Starting at the line that contains "Can you see the finger", restate each line word for word through the final line of the data, keeping both ends.

(Extracted data entries)
* start *
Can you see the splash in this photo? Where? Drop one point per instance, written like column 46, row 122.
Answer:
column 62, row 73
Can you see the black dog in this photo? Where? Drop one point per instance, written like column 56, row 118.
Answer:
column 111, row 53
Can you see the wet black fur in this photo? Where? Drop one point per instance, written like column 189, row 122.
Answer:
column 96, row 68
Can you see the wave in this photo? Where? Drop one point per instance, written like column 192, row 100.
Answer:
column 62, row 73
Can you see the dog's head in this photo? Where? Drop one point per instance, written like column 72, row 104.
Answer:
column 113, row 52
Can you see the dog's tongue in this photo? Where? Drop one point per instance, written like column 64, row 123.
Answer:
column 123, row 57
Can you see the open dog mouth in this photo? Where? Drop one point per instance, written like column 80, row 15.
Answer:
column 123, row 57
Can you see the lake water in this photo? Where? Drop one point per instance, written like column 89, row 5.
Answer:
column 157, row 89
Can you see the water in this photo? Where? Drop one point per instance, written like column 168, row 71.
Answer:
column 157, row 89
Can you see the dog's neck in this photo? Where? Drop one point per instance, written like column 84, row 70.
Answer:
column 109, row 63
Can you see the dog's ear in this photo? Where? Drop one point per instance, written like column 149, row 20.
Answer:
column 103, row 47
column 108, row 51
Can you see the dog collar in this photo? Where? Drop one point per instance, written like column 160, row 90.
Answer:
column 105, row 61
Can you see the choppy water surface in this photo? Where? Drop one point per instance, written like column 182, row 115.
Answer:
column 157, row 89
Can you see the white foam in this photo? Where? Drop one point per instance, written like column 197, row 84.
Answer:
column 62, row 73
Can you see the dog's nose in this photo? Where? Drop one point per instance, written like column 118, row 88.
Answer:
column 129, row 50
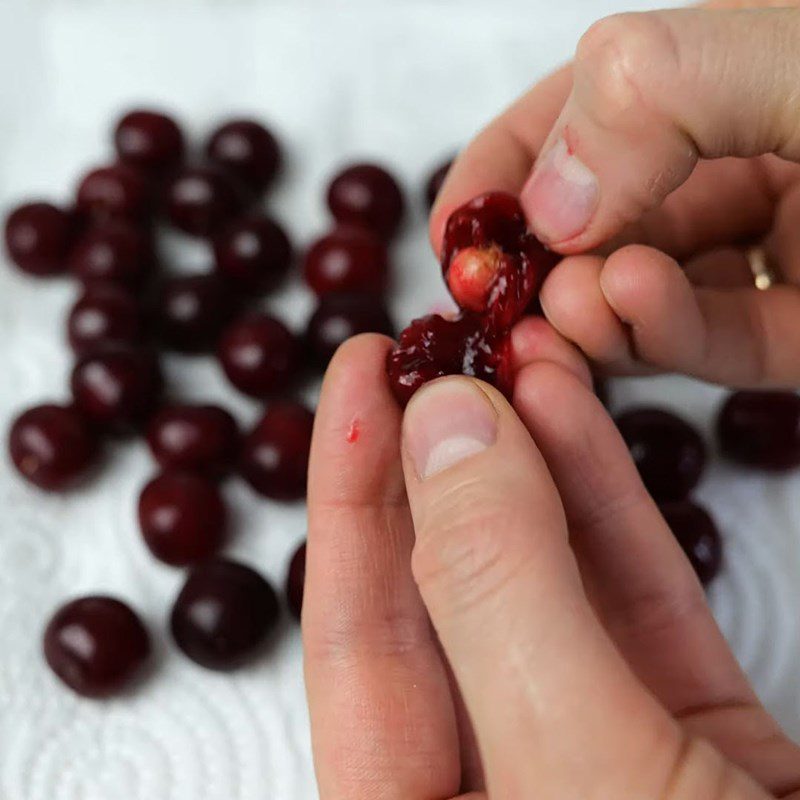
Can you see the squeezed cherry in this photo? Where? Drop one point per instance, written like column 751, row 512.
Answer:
column 259, row 354
column 247, row 150
column 149, row 140
column 340, row 316
column 96, row 645
column 348, row 259
column 38, row 238
column 274, row 457
column 761, row 429
column 195, row 438
column 182, row 517
column 117, row 389
column 668, row 452
column 191, row 311
column 52, row 446
column 253, row 253
column 224, row 612
column 368, row 196
column 698, row 536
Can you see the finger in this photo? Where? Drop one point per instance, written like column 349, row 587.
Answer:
column 383, row 723
column 651, row 94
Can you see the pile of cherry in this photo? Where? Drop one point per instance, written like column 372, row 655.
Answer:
column 131, row 308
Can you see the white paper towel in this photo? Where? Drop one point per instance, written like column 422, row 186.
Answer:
column 406, row 83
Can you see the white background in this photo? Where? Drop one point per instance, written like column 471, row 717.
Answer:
column 402, row 82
* end *
The answer:
Can you see the finger in this photo? Where? Drop one point per instance, written like column 349, row 587.
Answer:
column 383, row 723
column 651, row 94
Can you see the pile of cherry in this photo? Where? Drop one point per instance, written like column 372, row 655.
Answer:
column 131, row 308
Can you see the white paper towel in this photo? Where? Drop one point per instance, written like column 422, row 186.
Answer:
column 406, row 83
Can you see the white background in this photo? Where? Drop one point per instance, written like column 471, row 717.
Answer:
column 402, row 82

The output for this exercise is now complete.